▶ _WHAT NEEDS TO BE DONE_:
Express the lines below, from the one containing "Isolate any visible hanging wooden" through the last line, as a JSON list of strings, one string per line, skipping any blank lines.

▶ _LISTED RECORDS_:
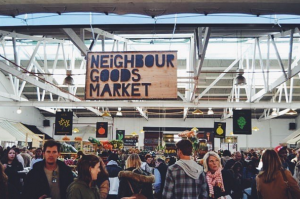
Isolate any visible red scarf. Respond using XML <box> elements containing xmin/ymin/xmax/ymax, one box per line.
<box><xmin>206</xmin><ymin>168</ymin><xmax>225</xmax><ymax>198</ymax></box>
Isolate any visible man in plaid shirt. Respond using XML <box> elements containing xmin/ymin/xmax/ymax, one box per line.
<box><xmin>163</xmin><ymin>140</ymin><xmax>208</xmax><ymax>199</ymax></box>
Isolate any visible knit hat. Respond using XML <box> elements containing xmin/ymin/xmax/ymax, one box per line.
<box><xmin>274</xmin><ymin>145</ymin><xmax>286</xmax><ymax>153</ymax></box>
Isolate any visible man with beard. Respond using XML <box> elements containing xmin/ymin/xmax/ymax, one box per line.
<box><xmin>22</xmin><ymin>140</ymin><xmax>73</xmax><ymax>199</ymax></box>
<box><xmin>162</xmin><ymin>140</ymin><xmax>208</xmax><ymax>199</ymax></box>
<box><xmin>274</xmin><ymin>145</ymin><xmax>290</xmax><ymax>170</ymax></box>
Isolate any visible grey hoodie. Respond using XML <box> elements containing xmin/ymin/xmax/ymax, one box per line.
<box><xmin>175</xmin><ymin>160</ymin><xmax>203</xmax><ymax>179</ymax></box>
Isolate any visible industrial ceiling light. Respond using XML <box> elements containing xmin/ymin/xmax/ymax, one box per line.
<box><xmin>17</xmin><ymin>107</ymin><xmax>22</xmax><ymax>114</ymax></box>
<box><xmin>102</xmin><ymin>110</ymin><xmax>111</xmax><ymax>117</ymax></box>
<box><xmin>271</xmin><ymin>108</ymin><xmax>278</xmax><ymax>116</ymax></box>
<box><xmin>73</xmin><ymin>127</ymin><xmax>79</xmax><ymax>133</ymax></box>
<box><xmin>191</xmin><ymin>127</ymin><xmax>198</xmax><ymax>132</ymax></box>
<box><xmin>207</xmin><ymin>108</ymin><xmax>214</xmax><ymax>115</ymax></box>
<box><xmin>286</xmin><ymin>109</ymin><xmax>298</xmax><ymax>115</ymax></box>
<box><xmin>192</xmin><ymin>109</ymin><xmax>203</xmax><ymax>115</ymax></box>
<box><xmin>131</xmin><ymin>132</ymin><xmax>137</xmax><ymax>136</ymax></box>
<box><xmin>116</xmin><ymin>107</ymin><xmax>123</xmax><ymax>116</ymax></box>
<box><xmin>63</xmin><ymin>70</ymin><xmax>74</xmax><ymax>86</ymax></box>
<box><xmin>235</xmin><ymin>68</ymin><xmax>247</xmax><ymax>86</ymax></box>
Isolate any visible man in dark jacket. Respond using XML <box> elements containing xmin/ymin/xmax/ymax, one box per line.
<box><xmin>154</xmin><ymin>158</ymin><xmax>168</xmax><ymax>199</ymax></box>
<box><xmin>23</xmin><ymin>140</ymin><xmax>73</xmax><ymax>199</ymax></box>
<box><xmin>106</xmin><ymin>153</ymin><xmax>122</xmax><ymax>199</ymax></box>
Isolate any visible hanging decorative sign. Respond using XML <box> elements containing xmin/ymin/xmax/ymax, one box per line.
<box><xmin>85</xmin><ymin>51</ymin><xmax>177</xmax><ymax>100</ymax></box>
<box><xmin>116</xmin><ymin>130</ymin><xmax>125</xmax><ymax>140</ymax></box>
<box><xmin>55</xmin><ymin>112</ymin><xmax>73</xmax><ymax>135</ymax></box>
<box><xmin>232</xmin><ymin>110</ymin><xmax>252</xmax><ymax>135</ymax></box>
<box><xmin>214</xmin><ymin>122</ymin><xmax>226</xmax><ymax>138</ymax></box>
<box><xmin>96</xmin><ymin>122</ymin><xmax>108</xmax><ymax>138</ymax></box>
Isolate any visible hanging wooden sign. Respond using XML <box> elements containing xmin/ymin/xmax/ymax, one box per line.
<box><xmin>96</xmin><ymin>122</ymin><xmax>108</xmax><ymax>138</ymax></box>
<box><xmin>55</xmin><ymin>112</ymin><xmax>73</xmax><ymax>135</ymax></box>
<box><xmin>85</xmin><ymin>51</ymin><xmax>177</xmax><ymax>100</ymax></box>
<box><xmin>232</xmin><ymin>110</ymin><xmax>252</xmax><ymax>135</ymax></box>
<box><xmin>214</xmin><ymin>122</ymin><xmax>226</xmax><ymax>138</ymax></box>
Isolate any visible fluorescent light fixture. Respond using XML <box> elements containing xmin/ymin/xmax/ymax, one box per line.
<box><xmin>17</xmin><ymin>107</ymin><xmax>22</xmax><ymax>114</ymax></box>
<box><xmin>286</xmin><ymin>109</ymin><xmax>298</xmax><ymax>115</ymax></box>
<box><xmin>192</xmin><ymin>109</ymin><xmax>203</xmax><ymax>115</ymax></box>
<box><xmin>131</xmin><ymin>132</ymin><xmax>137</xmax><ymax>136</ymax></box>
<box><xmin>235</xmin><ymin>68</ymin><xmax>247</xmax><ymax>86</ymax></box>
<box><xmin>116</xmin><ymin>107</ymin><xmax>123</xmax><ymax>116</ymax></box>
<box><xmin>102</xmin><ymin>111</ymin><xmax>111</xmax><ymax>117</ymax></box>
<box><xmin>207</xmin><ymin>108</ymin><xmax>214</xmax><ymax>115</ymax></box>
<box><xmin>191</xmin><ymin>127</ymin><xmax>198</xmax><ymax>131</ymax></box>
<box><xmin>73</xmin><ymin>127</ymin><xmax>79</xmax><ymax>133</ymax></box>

▶ _WRITTEN REPLY_:
[
  "Isolate any visible hanging wooden sign. Respond using XML <box> elements containing xmin/ymin/xmax/ymax, one box per line.",
  "<box><xmin>96</xmin><ymin>122</ymin><xmax>108</xmax><ymax>138</ymax></box>",
  "<box><xmin>55</xmin><ymin>112</ymin><xmax>73</xmax><ymax>135</ymax></box>",
  "<box><xmin>85</xmin><ymin>51</ymin><xmax>177</xmax><ymax>100</ymax></box>",
  "<box><xmin>232</xmin><ymin>110</ymin><xmax>252</xmax><ymax>135</ymax></box>",
  "<box><xmin>214</xmin><ymin>122</ymin><xmax>226</xmax><ymax>138</ymax></box>",
  "Isolate any visible fluorescent light fixture. Respond using XML <box> elements containing xmin/ymin/xmax/ymax, one box per line.",
  "<box><xmin>17</xmin><ymin>107</ymin><xmax>22</xmax><ymax>114</ymax></box>",
  "<box><xmin>286</xmin><ymin>109</ymin><xmax>298</xmax><ymax>115</ymax></box>",
  "<box><xmin>192</xmin><ymin>109</ymin><xmax>203</xmax><ymax>115</ymax></box>",
  "<box><xmin>131</xmin><ymin>132</ymin><xmax>137</xmax><ymax>136</ymax></box>",
  "<box><xmin>235</xmin><ymin>68</ymin><xmax>247</xmax><ymax>86</ymax></box>",
  "<box><xmin>116</xmin><ymin>107</ymin><xmax>123</xmax><ymax>116</ymax></box>",
  "<box><xmin>102</xmin><ymin>111</ymin><xmax>111</xmax><ymax>117</ymax></box>",
  "<box><xmin>207</xmin><ymin>108</ymin><xmax>214</xmax><ymax>115</ymax></box>",
  "<box><xmin>191</xmin><ymin>127</ymin><xmax>198</xmax><ymax>131</ymax></box>",
  "<box><xmin>73</xmin><ymin>127</ymin><xmax>79</xmax><ymax>133</ymax></box>"
]